Stored data entries
::::

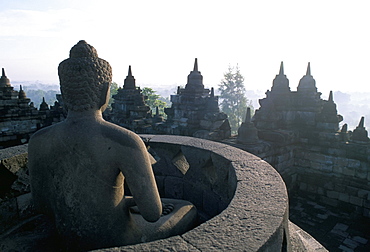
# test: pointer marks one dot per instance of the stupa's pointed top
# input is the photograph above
(129, 71)
(331, 96)
(195, 78)
(281, 72)
(195, 65)
(248, 115)
(361, 124)
(308, 69)
(130, 80)
(4, 81)
(281, 83)
(21, 93)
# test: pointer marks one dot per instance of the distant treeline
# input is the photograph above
(37, 95)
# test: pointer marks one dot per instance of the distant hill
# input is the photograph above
(351, 105)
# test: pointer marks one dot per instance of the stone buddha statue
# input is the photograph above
(78, 168)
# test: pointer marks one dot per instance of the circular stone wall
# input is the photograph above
(242, 201)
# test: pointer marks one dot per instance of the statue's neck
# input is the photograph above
(95, 115)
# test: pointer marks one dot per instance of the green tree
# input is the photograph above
(154, 100)
(233, 100)
(113, 91)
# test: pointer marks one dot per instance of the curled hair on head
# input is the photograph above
(82, 77)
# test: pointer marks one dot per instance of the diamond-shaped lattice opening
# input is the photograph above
(179, 160)
(210, 171)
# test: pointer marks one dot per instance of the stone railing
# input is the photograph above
(241, 200)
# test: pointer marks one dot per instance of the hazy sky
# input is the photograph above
(160, 39)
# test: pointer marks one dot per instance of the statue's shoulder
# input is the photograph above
(122, 135)
(46, 133)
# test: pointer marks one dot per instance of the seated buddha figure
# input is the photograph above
(78, 168)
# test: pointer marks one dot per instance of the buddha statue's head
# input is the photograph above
(84, 79)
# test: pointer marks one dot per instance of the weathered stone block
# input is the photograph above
(348, 171)
(343, 197)
(173, 187)
(332, 194)
(354, 163)
(356, 201)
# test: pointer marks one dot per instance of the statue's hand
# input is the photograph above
(167, 208)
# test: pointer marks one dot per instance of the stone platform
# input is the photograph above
(242, 201)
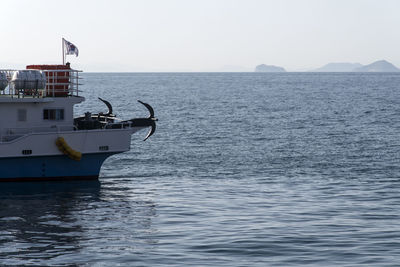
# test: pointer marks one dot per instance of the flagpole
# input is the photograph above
(63, 51)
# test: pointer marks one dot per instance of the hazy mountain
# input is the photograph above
(269, 68)
(378, 66)
(338, 67)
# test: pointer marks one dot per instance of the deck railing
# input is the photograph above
(59, 83)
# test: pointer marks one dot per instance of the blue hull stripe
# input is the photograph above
(47, 168)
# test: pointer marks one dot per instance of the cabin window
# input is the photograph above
(55, 114)
(26, 152)
(103, 148)
(21, 114)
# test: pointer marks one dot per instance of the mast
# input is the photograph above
(63, 51)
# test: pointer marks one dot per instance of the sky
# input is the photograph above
(201, 35)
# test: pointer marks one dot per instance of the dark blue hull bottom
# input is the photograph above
(51, 168)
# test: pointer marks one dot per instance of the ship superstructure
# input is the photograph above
(40, 139)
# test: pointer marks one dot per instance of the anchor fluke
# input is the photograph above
(146, 122)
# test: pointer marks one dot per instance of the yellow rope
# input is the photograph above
(67, 150)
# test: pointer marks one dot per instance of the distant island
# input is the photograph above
(269, 68)
(338, 67)
(377, 66)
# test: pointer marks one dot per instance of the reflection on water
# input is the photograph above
(42, 223)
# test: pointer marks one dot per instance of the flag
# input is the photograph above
(70, 48)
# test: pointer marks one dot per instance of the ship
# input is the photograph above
(40, 137)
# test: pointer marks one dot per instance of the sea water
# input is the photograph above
(245, 169)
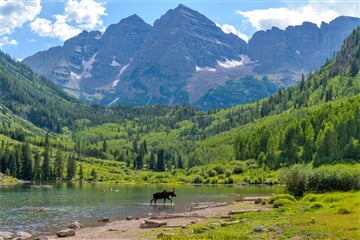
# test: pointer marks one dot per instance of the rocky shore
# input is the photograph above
(152, 227)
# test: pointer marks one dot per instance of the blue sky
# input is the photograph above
(29, 26)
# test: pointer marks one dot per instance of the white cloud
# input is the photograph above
(86, 13)
(227, 28)
(14, 13)
(78, 16)
(313, 11)
(5, 40)
(59, 29)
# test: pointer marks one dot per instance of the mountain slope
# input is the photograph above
(185, 58)
(34, 98)
(180, 42)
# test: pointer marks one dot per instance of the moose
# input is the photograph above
(163, 195)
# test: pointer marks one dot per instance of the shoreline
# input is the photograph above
(134, 228)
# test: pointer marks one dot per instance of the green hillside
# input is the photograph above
(312, 123)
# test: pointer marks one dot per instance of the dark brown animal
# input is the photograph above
(163, 195)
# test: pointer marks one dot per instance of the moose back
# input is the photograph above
(163, 195)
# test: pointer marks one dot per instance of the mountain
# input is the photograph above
(299, 48)
(34, 98)
(185, 58)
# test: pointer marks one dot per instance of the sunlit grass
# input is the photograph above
(336, 216)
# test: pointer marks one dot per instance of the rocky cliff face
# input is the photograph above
(300, 48)
(183, 57)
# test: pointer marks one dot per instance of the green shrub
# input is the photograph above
(219, 169)
(211, 173)
(295, 179)
(230, 180)
(197, 179)
(282, 196)
(310, 198)
(316, 206)
(343, 210)
(281, 202)
(238, 170)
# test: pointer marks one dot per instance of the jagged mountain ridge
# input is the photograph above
(184, 57)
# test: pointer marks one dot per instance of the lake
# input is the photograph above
(89, 202)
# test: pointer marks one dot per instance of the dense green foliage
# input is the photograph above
(313, 123)
(315, 216)
(300, 179)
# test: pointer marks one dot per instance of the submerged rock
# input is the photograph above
(75, 225)
(66, 233)
(23, 235)
(7, 235)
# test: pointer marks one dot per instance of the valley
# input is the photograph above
(234, 130)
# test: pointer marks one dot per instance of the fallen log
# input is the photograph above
(152, 224)
(232, 212)
(179, 215)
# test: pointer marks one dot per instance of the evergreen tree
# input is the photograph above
(37, 167)
(160, 164)
(81, 172)
(71, 167)
(180, 163)
(27, 170)
(152, 161)
(105, 146)
(46, 171)
(93, 174)
(59, 165)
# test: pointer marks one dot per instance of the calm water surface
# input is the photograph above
(89, 202)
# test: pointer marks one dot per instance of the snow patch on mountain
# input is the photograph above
(117, 79)
(204, 69)
(114, 63)
(87, 66)
(231, 63)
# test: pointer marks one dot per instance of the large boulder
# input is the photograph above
(23, 235)
(7, 235)
(75, 225)
(66, 233)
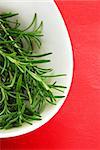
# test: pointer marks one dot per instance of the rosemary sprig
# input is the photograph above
(24, 87)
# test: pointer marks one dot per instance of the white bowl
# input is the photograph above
(56, 40)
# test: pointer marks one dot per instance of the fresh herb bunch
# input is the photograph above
(24, 87)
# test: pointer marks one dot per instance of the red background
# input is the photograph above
(77, 124)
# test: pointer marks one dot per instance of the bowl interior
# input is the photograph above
(55, 40)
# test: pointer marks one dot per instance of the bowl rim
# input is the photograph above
(9, 135)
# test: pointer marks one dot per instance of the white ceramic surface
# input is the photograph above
(56, 40)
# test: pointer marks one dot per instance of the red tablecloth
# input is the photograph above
(77, 125)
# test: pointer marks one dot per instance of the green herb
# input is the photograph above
(24, 86)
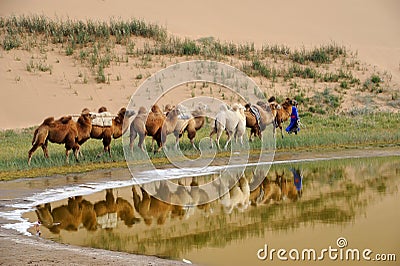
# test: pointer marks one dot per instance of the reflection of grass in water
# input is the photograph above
(348, 197)
(321, 133)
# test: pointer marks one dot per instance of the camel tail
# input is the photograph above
(35, 136)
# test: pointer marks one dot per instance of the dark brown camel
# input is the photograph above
(150, 207)
(267, 116)
(283, 114)
(115, 131)
(138, 127)
(159, 126)
(67, 217)
(62, 131)
(191, 126)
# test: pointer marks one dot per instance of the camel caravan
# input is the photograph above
(158, 124)
(167, 204)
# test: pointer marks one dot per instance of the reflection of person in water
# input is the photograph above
(294, 120)
(298, 181)
(37, 228)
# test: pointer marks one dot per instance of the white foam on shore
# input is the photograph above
(55, 194)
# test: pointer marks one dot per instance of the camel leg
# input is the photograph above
(211, 134)
(176, 141)
(76, 149)
(192, 142)
(132, 138)
(219, 133)
(31, 151)
(228, 140)
(136, 199)
(141, 141)
(44, 148)
(106, 145)
(67, 155)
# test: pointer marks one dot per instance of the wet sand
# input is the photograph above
(367, 27)
(18, 249)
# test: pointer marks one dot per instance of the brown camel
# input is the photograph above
(138, 127)
(267, 116)
(192, 125)
(67, 217)
(121, 207)
(257, 194)
(289, 190)
(283, 113)
(150, 207)
(119, 126)
(62, 131)
(160, 126)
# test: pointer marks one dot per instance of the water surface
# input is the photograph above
(356, 199)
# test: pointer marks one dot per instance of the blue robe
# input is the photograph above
(294, 117)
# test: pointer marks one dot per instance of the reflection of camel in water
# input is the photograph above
(121, 207)
(237, 197)
(280, 189)
(289, 190)
(151, 207)
(67, 217)
(80, 211)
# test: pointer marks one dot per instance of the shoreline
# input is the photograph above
(31, 249)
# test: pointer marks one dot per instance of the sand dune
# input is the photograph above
(369, 27)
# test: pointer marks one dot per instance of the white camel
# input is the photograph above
(232, 121)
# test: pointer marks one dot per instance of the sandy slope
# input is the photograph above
(370, 27)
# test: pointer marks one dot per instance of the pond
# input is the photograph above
(351, 201)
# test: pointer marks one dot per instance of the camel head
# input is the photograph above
(130, 113)
(142, 110)
(272, 99)
(102, 109)
(86, 114)
(156, 109)
(168, 108)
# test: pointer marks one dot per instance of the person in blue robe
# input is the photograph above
(294, 119)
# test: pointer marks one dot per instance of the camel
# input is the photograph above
(160, 126)
(119, 208)
(199, 196)
(118, 127)
(62, 131)
(267, 114)
(67, 217)
(89, 217)
(257, 194)
(191, 125)
(289, 190)
(150, 207)
(237, 197)
(138, 127)
(272, 192)
(229, 120)
(155, 124)
(283, 114)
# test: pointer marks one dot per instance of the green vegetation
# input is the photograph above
(330, 132)
(319, 79)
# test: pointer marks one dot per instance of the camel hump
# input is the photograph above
(48, 121)
(142, 110)
(65, 119)
(223, 107)
(102, 109)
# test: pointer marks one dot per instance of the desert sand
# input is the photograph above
(369, 28)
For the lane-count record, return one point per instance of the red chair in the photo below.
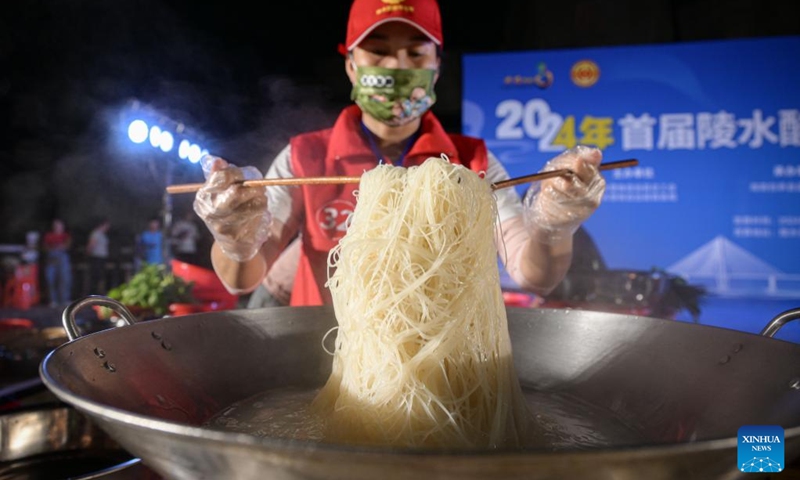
(208, 289)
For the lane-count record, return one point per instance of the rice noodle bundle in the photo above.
(423, 356)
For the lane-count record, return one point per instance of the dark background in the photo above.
(243, 77)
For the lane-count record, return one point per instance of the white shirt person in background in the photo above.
(97, 253)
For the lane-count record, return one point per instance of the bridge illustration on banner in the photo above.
(727, 269)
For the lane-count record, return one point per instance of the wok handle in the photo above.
(779, 321)
(68, 317)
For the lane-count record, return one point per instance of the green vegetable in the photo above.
(153, 288)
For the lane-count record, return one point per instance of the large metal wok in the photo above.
(615, 396)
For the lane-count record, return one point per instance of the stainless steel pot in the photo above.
(619, 396)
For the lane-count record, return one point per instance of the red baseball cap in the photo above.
(366, 15)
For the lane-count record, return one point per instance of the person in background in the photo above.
(183, 238)
(97, 254)
(149, 244)
(390, 53)
(58, 267)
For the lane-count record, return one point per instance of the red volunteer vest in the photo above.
(343, 150)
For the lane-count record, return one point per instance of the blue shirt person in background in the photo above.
(149, 243)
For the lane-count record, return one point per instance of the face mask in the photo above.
(394, 96)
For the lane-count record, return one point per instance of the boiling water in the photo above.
(559, 423)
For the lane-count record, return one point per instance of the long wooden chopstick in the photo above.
(267, 182)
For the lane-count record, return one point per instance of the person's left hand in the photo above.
(556, 207)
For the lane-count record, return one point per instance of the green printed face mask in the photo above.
(394, 96)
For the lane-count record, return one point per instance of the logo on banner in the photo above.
(585, 73)
(760, 449)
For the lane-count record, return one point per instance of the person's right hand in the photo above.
(237, 216)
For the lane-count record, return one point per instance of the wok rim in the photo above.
(142, 422)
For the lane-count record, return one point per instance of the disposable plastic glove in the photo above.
(237, 216)
(556, 207)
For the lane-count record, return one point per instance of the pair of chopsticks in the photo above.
(267, 182)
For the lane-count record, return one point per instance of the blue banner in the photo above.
(715, 126)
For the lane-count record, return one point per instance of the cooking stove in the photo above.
(44, 438)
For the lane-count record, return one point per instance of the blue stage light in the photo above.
(183, 149)
(166, 142)
(137, 131)
(155, 135)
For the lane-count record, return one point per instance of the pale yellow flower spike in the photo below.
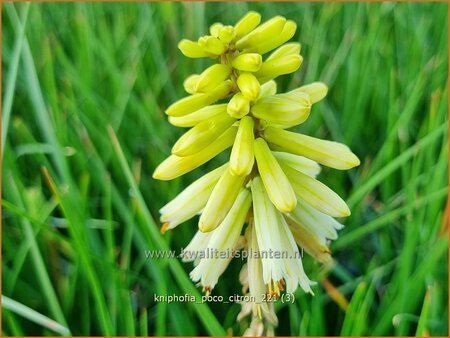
(275, 181)
(242, 155)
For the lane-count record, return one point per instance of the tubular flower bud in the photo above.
(226, 34)
(284, 109)
(222, 198)
(192, 49)
(195, 102)
(248, 62)
(292, 48)
(190, 84)
(191, 200)
(273, 68)
(212, 77)
(248, 23)
(261, 34)
(288, 207)
(175, 166)
(211, 44)
(242, 155)
(300, 163)
(277, 184)
(316, 91)
(198, 116)
(267, 89)
(249, 86)
(332, 154)
(316, 193)
(215, 28)
(238, 106)
(275, 40)
(224, 238)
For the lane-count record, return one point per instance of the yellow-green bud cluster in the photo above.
(270, 180)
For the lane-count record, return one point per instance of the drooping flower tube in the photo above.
(267, 197)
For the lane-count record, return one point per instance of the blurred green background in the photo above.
(79, 206)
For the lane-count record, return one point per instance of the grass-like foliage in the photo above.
(85, 86)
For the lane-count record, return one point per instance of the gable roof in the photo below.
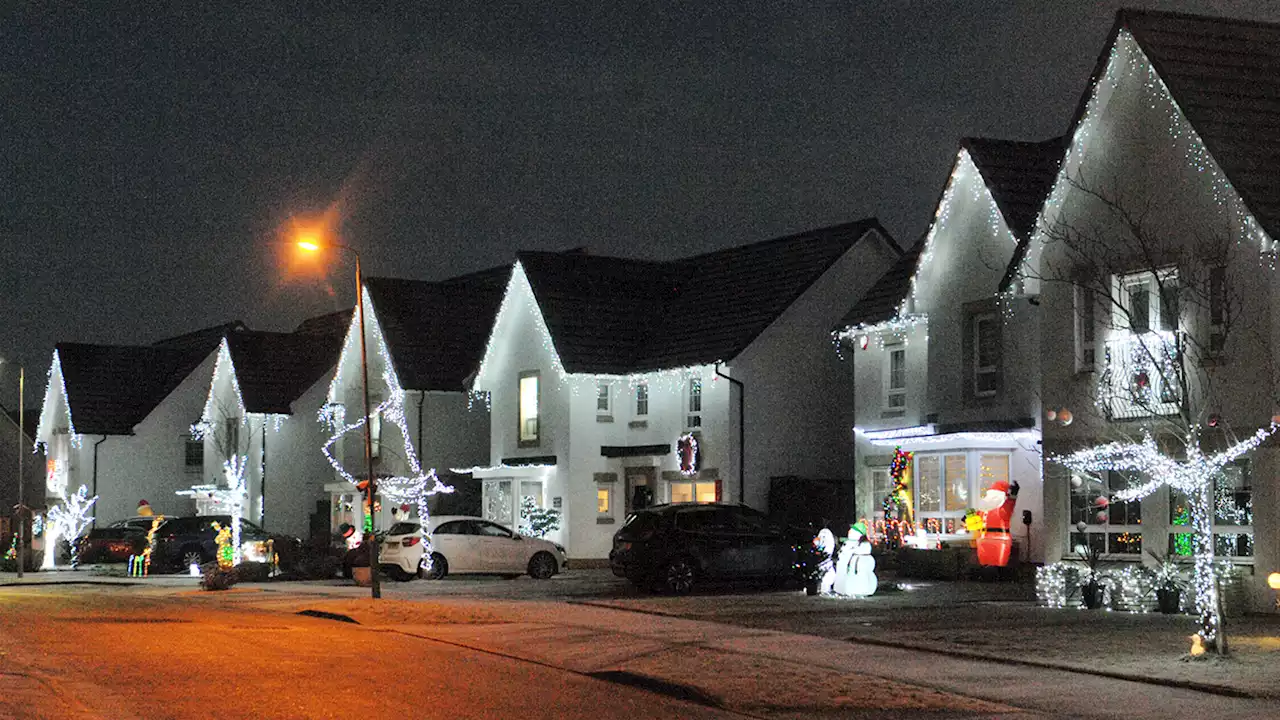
(110, 388)
(273, 369)
(885, 297)
(618, 315)
(1018, 174)
(1225, 77)
(437, 331)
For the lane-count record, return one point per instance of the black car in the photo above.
(115, 542)
(677, 546)
(183, 541)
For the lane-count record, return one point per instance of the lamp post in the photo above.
(312, 245)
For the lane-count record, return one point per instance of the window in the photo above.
(1148, 301)
(942, 492)
(603, 397)
(695, 404)
(1086, 347)
(986, 355)
(895, 379)
(1110, 527)
(195, 450)
(1217, 308)
(603, 501)
(528, 413)
(1233, 515)
(690, 491)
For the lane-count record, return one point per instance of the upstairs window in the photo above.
(1086, 333)
(895, 378)
(603, 397)
(986, 355)
(1217, 308)
(528, 411)
(695, 404)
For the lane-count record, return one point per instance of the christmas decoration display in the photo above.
(996, 541)
(855, 568)
(1194, 477)
(68, 519)
(897, 506)
(536, 522)
(686, 450)
(417, 484)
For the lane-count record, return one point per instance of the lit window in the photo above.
(986, 355)
(603, 395)
(695, 404)
(1110, 527)
(895, 381)
(529, 429)
(603, 501)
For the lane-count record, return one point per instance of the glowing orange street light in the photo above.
(310, 241)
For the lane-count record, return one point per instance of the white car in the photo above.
(474, 545)
(401, 552)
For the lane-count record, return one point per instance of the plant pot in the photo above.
(1169, 600)
(364, 577)
(1091, 593)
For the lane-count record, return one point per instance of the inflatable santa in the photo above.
(996, 541)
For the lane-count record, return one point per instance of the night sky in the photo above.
(151, 159)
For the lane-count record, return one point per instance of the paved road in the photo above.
(462, 651)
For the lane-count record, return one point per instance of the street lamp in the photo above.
(311, 242)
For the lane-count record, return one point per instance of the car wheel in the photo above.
(439, 568)
(192, 555)
(542, 565)
(677, 575)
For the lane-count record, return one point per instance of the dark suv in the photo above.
(182, 541)
(676, 546)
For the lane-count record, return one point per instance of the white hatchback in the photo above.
(474, 545)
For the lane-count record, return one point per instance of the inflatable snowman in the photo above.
(855, 568)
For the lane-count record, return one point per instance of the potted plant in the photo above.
(1092, 589)
(1169, 584)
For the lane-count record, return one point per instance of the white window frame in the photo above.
(895, 397)
(983, 370)
(604, 391)
(1086, 329)
(694, 418)
(973, 483)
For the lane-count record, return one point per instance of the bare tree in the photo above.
(1173, 310)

::::

WHAT IS BEING ASKED
From the entries, copy every line in which the word "buddha" occurs.

EXERCISE RESULT
# test: pointer marks one dot per instance of the stone buddha statue
# test: pointer marks one dot per instance of the seated buddha figure
# test: pointer marks one dot per instance of the buddha statue's head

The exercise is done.